#### WORK INSTRUCTIONS
Without the pictures, write out all the lines below exactly as they appear.

Segment Start: DATA SUPPLIED

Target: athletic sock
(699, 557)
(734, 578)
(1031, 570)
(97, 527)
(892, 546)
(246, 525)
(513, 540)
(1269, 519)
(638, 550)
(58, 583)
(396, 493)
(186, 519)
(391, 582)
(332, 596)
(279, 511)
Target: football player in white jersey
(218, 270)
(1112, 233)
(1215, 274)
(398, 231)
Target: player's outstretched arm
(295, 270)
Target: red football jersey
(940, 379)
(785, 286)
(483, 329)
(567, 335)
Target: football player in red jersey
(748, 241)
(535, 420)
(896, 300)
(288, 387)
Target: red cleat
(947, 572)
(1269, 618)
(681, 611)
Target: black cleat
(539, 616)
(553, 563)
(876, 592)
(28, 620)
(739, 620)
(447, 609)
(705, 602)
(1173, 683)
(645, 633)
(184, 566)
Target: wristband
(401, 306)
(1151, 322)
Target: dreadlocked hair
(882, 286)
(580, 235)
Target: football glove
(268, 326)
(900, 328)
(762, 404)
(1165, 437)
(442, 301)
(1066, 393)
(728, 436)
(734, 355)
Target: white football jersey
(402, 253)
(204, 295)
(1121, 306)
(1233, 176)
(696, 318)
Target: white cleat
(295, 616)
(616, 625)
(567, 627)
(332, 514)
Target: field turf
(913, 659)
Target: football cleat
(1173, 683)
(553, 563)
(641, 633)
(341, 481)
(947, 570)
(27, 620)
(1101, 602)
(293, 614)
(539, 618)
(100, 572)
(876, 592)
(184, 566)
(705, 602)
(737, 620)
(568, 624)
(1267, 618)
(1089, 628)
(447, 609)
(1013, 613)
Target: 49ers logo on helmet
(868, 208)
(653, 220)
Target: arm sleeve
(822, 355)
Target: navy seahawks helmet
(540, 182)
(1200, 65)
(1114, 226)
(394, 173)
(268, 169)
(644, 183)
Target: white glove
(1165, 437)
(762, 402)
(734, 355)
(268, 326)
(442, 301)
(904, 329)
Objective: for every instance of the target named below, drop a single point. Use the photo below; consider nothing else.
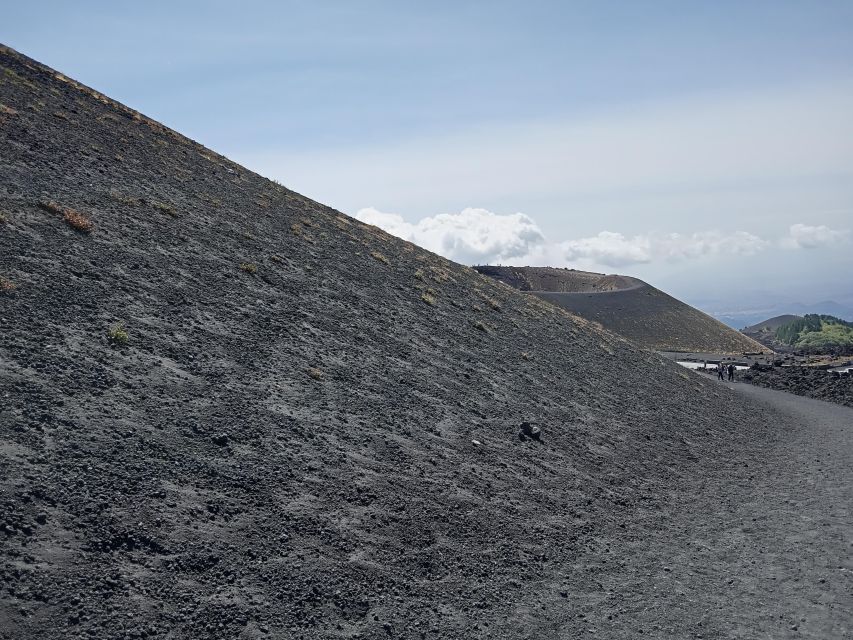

Segment End: DATA SUPPLIED

#### SOLUTION FOR THIS TASK
Target: athletic sock
(699, 557)
(734, 578)
(1031, 570)
(97, 527)
(892, 546)
(246, 525)
(513, 540)
(1269, 519)
(638, 550)
(58, 583)
(396, 493)
(186, 519)
(391, 582)
(332, 596)
(279, 511)
Target: football player in white jersey
(218, 270)
(1112, 233)
(1215, 274)
(398, 231)
Target: player's outstretched arm
(295, 270)
Target: red football jersey
(940, 379)
(785, 286)
(483, 329)
(567, 335)
Target: football player in red jersey
(748, 241)
(535, 420)
(896, 300)
(288, 387)
Target: red cleat
(947, 572)
(1269, 618)
(681, 611)
Target: black cleat
(539, 616)
(553, 563)
(876, 592)
(28, 620)
(739, 620)
(447, 609)
(705, 602)
(1173, 683)
(645, 633)
(184, 566)
Target: wristband
(401, 306)
(1151, 322)
Target: dreadlocked hair
(882, 286)
(580, 235)
Target: football glove
(268, 326)
(900, 328)
(762, 404)
(1165, 437)
(442, 301)
(1066, 393)
(728, 436)
(734, 355)
Target: white football jersey
(402, 253)
(204, 295)
(1121, 306)
(1233, 176)
(696, 318)
Target: white cleat
(295, 616)
(616, 625)
(567, 627)
(332, 514)
Target: field turf
(913, 659)
Target: football cleat
(1173, 683)
(553, 563)
(641, 633)
(341, 481)
(947, 570)
(27, 620)
(1101, 602)
(293, 614)
(539, 618)
(100, 572)
(876, 592)
(184, 566)
(705, 602)
(737, 620)
(568, 624)
(1267, 618)
(1089, 628)
(447, 609)
(1013, 613)
Target: 49ers logo on helmet
(868, 208)
(653, 220)
Target: arm sleeve
(822, 355)
Target: navy seahawks helmet
(540, 182)
(1200, 65)
(1114, 226)
(394, 173)
(268, 169)
(644, 183)
Target: white glove
(1165, 437)
(762, 402)
(734, 355)
(268, 326)
(442, 301)
(904, 329)
Objective: for every instance of the target named below, drop a single point. Use the photo below; consider nothing else.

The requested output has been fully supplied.